EXTRACT TO READ:
┏━━

ARIMA is a model mostly used in predicting the behaviour of a variable based on historical data. The model has both the 1) Autoregressive part and 2) Moving Averages part
1) Autoregressive component implies the relationship between a variable and its previous lags
2) Moving Average component implies relationship between current deviation from the mean and the previous deviations
ARIMA requires that the variable is stationary, i.e. reverses to the mean without trending, and thus we find in most cases that a differencing is required to make the series stationary. Other goodness of fitness test such as autocorrelation, normality of data, constant variance and prediction error using MAPA/RMSE can be done after the model is fitted.
ARIMA(p,d,q) has p lags for the autoregressive part, d the number of differences needed to make the series stationary and q number of lags for the moving average component.
In this study, we will predict bitcoin prices for three consequitive days based on historical data from 28th June-29th August 2020.
We first load necessary packages and the data.
library(kableExtra)
library(tidyverse)
library(tseries)
library(forecast)
library(ggplot2)
setwd("D:/Arima")
data<-read.csv("bitcoin2.csv",header=T,sep=",")
attach(data)
price.ts<-ts(data$price, frequency=7)
We observed lack of stationarity from the first series, we however need to confirm whether indeed the series is non-stationary and in this case use ADF test. From the test below whose null hypothesis is a non-stationary random walk process, we confirm that the series is non-stationary and we thus need to take the first difference to make the series stationary.
adf.test(price.ts)
##
## Augmented Dickey-Fuller Test
##
## data: price.ts
## Dickey-Fuller = -0.41933, Lag order = 3, p-value = 0.9796
## alternative hypothesis: stationary
After taking the first difference the second plot indicate presence of statiority in our data and this is confirmed by ADF test. In this case our model will be of the form ARIMA(p,1,q). We need to identify p and q using autocorrelation function (ACF) and partial autocorrelation function (PACF) plots.
price<-diff(price.ts)
plot(price)
adf.test(price)
##
## Augmented Dickey-Fuller Test
##
## data: price
## Dickey-Fuller = -3.3728, Lag order = 3, p-value = 0.07855
## alternative hypothesis: stationary
PACF plot below shows a significant spike on first order and thus we have an AR(1) process. On the other hand, the ACF plot shows a significant spike on order of two and this indicate a moving average process of order two MA(2). However, by rule of parsimony we shall select the best model from the following: ARIMA(1,1,0); ARIMA(1,1,1) and ARIMA(1,1,2)

┗━━

DATASET EXCERPTS:
┏━━

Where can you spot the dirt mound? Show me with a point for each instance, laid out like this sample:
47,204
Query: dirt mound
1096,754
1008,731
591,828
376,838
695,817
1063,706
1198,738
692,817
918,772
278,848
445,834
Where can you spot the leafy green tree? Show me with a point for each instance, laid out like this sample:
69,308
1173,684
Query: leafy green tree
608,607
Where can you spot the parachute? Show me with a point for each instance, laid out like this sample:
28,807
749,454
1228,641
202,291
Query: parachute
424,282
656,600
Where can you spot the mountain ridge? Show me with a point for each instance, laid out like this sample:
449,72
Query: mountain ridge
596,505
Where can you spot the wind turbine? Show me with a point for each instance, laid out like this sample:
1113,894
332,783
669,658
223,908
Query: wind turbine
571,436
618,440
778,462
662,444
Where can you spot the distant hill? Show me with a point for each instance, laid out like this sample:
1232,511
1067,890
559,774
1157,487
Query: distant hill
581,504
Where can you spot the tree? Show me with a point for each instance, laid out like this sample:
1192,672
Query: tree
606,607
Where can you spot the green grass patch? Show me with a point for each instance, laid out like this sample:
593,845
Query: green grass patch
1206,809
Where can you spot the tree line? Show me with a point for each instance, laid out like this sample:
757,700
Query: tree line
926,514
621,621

┗━━

WORK TO COMPLETE:
1) In the ARIMA tutorial, why does the author take the first difference of the bitcoin price series?
2) According to the ARIMA tutorial, what period does the historical bitcoin data cover?
3) Give a continuation of the ARIMA tutorial, starting after its last sentence.
The records play no part in what follows.

TASK RESULTS:
1) ARIMA requires a stationary variable, and the ADF test on the original series, whose null hypothesis is a non-stationary random walk, returned a p-value of 0.9796, confirming the series is non-stationary. Taking the first difference was therefore needed to make the series stationary.

2) 28th June to 29th August 2020.

3)
acf(price)
pacf(price)
We will select the best model using Akaike Information Criterion (AIC), whereby we identify the model with the smallest AIC value. According to the results, model3 i.e. ARIMA(1,1,2) is the best model.
model1<-arima(price,order=c(1,1,0))
model2<-arima(price,order=c(1,1,1))
model3<-arima(price,order=c(1,1,2))
print(model1);print(model2);print(model3)
##
## Call:
## arima(x = price, order = c(1, 1, 0))
##
## Coefficients:
## ar1
## -0.6030
## s.e. 0.1356
##
## sigma^2 estimated as 61.34: log likelihood = -111.49, aic = 226.99
##
## Call:
## arima(x = price, order = c(1, 1, 1))
##
## Coefficients:
## ar1 ma1
## -0.3303 -0.9585
## s.e. 0.1684 0.1511
##
## sigma^2 estimated as 33.18: log likelihood = -102.99, aic = 211.99
##
## Call:
## arima(x = price, order = c(1, 1, 2))
##
## Coefficients:
## ar1 ma1 ma2
## 0.2289 -1.7563 1.0000
## s.e. 0.1863 0.1640 0.1813
##
## sigma^2 estimated as 26.78: log likelihood = -101.19, aic = 210.38
plot(forecast(Arima(y = price.ts, order = c(1,1,2))) )
fit<-predict(arima(price.ts,order=c(1,1,2)), n.ahead = 5)
y<-fit$pred
fit1<-data.frame(y)
We will now predict the price of Bitcoins in USD for two consequtive days i.e. 30th Aug and 31st Aug, 2020.
h=11524.24
for (i in 2:nrow(fit1))
{
dy1=fit1$y[1]+11524.24
dy2=fit1$y[2]+dy1
}
Day_1=dy1
Day_2<-dy2
Predict<-rbind(Day_1,Day_2)
colnames(Predict)=c("USD")
head(Predict,3)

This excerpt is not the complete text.